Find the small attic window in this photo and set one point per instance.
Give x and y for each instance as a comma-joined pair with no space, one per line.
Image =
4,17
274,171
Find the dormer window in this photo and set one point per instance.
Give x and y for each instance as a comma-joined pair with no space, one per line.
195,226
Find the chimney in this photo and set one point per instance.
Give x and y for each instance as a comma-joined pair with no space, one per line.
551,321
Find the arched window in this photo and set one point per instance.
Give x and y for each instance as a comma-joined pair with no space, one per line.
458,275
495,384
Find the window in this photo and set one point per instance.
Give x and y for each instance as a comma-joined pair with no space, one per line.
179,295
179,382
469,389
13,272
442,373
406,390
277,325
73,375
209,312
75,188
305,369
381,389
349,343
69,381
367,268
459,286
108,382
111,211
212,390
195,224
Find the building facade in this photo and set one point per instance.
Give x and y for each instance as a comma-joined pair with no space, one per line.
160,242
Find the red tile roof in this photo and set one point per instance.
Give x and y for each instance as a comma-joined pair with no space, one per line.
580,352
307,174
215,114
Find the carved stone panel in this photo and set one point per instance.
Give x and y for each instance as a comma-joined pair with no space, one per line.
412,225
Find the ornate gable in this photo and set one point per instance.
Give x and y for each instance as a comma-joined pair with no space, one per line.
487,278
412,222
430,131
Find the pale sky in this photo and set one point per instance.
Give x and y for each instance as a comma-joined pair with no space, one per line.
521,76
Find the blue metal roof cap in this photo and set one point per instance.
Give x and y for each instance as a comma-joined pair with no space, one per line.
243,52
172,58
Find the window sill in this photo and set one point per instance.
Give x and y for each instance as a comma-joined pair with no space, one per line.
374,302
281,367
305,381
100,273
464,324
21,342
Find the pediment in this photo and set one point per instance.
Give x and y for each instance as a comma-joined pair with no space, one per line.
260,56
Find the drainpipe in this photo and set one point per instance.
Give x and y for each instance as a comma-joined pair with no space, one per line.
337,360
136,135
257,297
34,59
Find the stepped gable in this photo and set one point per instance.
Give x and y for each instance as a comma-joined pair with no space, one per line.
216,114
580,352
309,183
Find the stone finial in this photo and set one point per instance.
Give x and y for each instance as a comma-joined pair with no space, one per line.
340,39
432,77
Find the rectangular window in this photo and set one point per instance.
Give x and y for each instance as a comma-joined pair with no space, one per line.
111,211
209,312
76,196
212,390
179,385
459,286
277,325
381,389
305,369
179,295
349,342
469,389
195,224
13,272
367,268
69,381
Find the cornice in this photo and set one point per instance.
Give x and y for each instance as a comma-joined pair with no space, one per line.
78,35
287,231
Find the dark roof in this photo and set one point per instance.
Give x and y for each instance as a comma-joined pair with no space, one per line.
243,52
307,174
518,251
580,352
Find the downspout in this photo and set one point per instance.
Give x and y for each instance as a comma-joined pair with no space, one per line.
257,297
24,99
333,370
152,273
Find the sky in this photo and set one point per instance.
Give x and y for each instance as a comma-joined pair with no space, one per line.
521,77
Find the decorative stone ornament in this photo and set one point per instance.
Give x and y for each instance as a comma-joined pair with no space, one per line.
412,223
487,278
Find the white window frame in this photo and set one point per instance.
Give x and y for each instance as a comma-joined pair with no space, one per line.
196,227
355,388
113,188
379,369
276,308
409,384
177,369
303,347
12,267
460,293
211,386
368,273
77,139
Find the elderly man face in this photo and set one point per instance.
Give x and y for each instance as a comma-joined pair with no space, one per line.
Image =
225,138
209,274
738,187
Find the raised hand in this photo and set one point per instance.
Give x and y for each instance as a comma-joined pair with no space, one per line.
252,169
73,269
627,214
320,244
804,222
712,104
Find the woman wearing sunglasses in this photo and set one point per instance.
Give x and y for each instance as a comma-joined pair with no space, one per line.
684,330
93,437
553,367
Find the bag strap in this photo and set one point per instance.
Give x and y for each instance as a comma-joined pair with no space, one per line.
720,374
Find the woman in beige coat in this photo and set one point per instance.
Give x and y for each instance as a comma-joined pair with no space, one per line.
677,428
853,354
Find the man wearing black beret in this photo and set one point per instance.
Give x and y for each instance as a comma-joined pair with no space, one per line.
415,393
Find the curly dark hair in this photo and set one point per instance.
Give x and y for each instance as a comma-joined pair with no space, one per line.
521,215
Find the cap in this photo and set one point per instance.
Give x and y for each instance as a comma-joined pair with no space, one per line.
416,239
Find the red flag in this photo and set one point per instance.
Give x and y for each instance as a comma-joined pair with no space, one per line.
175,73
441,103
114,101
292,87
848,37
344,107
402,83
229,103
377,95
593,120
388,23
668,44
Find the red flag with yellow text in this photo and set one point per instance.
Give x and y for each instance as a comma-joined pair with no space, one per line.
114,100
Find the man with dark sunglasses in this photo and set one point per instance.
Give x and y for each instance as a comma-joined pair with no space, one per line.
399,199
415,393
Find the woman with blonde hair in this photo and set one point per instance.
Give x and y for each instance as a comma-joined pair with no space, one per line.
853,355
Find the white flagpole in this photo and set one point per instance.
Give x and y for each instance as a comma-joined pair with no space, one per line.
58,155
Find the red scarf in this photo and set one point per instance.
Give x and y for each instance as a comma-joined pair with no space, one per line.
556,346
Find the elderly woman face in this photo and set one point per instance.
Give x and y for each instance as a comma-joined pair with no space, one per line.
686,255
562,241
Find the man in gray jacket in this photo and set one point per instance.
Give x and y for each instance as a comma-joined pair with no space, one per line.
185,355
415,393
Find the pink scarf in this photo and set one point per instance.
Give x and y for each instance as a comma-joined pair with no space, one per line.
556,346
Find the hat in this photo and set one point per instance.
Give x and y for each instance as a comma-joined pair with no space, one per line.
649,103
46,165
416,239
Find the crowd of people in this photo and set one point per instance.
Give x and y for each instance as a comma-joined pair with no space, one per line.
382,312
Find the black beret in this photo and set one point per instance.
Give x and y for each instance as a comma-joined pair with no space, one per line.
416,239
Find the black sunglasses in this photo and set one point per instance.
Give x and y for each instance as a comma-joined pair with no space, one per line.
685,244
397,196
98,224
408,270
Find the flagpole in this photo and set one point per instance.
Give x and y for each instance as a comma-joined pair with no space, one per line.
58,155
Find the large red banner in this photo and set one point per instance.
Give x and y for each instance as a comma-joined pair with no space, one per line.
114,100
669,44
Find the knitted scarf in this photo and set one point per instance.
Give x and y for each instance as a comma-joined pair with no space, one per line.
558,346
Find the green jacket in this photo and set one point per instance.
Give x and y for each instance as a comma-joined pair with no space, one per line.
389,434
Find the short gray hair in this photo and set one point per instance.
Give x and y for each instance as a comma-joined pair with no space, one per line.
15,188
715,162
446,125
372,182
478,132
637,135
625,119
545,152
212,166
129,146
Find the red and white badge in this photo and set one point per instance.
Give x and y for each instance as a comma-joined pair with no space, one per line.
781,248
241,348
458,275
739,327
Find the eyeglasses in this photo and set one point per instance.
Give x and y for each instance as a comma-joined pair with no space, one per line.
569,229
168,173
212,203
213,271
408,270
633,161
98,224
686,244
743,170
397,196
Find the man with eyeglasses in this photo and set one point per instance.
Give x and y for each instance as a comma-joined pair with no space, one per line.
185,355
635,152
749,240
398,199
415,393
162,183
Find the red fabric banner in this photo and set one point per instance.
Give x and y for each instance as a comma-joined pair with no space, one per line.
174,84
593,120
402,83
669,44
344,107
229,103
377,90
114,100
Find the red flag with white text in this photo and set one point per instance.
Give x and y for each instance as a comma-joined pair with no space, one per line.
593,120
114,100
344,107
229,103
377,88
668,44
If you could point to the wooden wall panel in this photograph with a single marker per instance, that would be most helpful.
◇ ◇ ◇ ◇ ◇
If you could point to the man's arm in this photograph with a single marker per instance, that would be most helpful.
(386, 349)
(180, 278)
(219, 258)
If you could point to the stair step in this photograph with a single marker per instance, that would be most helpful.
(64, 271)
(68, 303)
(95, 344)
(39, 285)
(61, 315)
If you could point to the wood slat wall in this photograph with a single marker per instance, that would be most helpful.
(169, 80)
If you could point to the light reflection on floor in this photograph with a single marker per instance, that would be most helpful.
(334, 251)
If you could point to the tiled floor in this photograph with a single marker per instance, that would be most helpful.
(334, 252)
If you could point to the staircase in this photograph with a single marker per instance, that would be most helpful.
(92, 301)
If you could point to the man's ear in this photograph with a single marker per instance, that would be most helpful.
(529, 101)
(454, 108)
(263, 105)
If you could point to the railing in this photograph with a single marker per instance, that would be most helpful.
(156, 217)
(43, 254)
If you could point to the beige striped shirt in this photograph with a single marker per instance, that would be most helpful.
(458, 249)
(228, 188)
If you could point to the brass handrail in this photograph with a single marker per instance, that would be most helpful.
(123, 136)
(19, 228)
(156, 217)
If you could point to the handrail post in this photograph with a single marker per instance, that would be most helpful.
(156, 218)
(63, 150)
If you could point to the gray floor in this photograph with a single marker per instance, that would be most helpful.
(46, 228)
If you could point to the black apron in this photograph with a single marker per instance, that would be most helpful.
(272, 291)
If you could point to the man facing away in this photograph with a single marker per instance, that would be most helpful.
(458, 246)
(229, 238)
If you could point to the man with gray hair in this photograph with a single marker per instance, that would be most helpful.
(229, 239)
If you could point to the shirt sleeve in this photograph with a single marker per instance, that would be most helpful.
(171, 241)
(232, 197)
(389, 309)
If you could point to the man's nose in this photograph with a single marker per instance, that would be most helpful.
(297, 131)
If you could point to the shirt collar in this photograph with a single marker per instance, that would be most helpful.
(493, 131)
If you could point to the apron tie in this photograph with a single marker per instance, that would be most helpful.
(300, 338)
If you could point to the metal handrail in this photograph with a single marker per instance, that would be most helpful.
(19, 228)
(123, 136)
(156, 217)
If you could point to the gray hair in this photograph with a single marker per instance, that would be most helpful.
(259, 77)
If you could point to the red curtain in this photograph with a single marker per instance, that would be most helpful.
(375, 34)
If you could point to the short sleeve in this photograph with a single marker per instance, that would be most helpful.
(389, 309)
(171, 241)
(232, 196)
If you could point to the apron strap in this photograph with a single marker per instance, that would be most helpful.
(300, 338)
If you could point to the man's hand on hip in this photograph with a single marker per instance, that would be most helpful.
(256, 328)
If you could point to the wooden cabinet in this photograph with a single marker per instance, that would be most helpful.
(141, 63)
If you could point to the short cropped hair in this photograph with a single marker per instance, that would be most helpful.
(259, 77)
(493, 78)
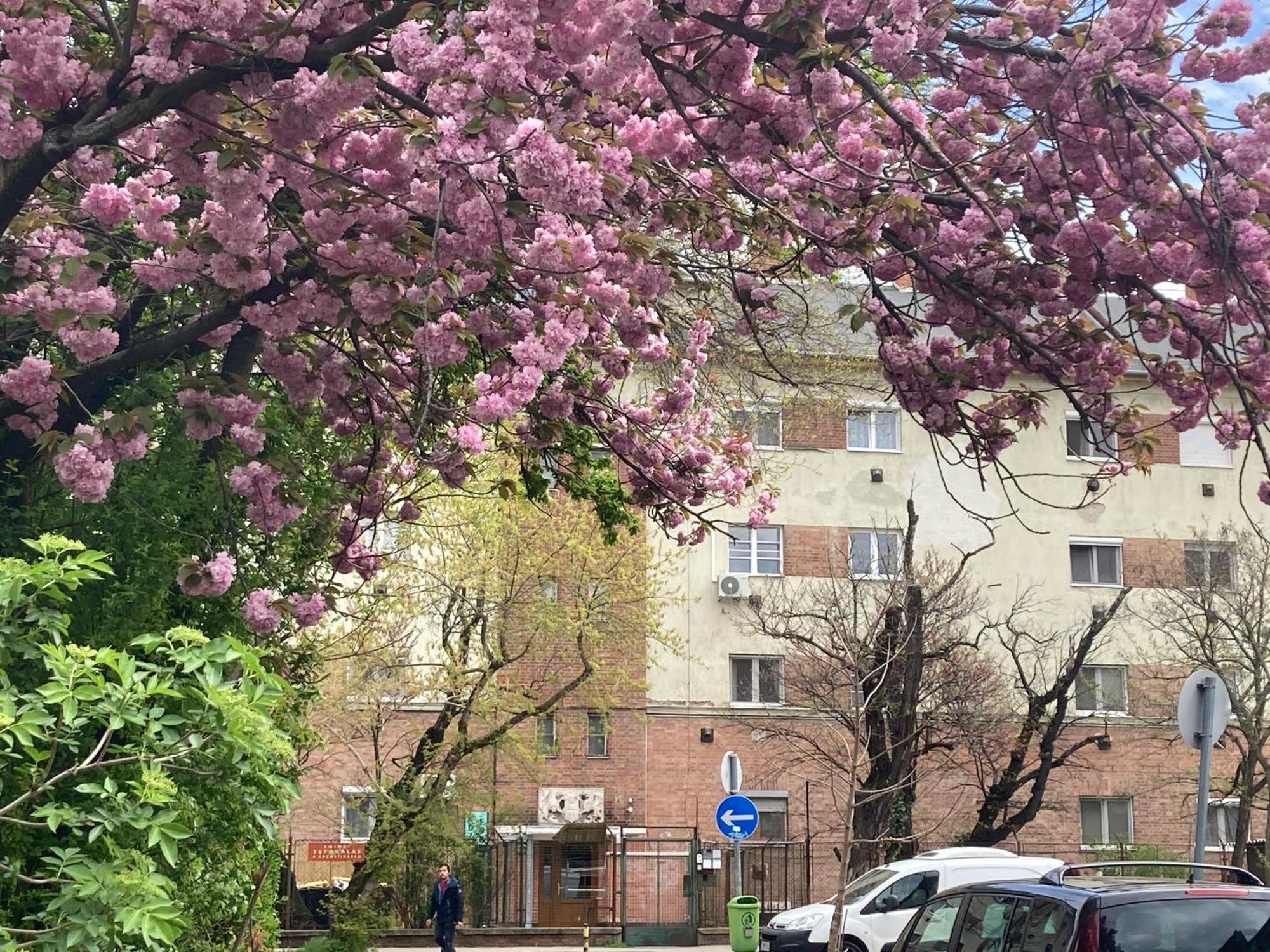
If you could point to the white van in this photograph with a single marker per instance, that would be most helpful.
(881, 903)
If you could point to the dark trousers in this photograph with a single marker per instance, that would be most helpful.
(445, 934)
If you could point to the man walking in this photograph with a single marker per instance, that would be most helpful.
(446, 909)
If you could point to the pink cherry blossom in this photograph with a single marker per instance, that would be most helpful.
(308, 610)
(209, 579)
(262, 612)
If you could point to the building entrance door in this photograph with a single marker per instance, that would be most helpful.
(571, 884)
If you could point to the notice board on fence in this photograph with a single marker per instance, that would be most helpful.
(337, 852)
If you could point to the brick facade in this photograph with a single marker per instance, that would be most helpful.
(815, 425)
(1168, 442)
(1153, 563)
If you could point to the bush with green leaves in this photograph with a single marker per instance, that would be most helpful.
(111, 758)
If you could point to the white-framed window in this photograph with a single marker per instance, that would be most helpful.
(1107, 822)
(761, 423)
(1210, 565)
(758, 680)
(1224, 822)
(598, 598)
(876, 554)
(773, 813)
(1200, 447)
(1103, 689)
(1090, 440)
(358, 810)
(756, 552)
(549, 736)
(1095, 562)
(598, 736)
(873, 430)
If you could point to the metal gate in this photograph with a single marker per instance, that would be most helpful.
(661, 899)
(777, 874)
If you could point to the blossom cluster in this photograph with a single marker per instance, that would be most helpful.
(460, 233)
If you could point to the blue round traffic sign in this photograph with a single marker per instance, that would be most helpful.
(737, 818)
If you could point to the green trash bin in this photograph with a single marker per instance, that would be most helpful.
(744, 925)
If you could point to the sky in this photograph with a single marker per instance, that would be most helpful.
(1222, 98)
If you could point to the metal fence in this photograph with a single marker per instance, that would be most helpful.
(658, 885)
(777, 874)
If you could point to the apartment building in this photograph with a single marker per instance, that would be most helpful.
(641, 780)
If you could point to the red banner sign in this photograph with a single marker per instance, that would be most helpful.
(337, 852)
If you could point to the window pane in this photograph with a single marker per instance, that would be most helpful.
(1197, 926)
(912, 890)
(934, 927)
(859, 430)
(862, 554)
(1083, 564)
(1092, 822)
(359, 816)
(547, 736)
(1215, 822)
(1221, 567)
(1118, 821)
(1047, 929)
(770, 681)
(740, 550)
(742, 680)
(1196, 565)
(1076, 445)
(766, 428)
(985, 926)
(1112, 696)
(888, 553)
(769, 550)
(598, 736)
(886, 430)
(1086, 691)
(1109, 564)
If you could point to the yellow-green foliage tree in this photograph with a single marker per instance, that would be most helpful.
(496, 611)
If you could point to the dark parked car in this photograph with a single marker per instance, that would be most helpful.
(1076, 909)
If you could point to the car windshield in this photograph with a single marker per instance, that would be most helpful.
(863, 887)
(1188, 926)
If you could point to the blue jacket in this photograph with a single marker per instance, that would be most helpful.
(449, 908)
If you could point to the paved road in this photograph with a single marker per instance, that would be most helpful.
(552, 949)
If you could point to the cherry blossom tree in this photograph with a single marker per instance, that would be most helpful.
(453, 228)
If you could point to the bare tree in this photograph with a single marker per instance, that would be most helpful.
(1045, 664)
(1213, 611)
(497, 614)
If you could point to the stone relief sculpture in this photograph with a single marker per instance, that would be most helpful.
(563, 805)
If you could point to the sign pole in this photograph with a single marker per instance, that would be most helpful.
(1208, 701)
◇ ◇ ◇ ◇ ◇
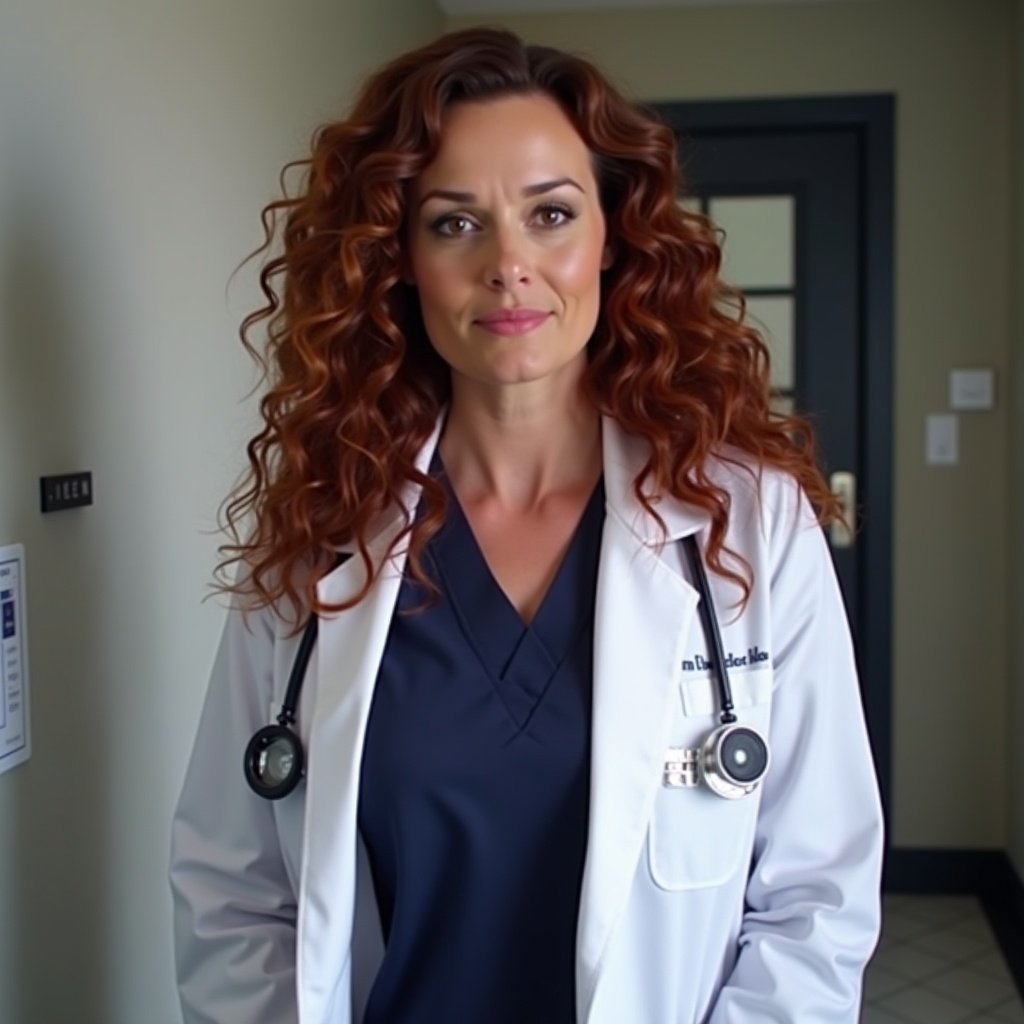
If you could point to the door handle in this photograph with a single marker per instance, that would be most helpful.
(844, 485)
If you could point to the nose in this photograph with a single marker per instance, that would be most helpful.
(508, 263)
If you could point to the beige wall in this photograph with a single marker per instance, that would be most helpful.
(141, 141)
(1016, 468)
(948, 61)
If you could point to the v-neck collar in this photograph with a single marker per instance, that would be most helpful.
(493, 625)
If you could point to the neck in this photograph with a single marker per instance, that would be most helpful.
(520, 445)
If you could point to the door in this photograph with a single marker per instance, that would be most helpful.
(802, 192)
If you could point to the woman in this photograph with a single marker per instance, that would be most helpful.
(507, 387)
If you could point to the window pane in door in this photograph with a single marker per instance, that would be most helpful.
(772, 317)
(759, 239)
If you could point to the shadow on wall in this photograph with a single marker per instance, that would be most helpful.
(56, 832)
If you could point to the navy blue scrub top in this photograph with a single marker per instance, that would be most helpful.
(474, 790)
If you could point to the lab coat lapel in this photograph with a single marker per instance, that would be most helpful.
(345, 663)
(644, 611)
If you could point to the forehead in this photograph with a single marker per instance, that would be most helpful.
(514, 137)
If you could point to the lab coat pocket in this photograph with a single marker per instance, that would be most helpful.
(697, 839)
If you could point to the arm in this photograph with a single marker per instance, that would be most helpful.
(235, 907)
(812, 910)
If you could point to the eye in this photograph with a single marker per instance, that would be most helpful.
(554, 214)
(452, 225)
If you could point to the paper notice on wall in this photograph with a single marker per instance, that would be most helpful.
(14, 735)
◇ ◇ ◇ ◇ ◇
**Description of the task:**
Each line holding the string "gable" counts once. Work out the number of such lines in the data and give only that.

**Answer to this problem:**
2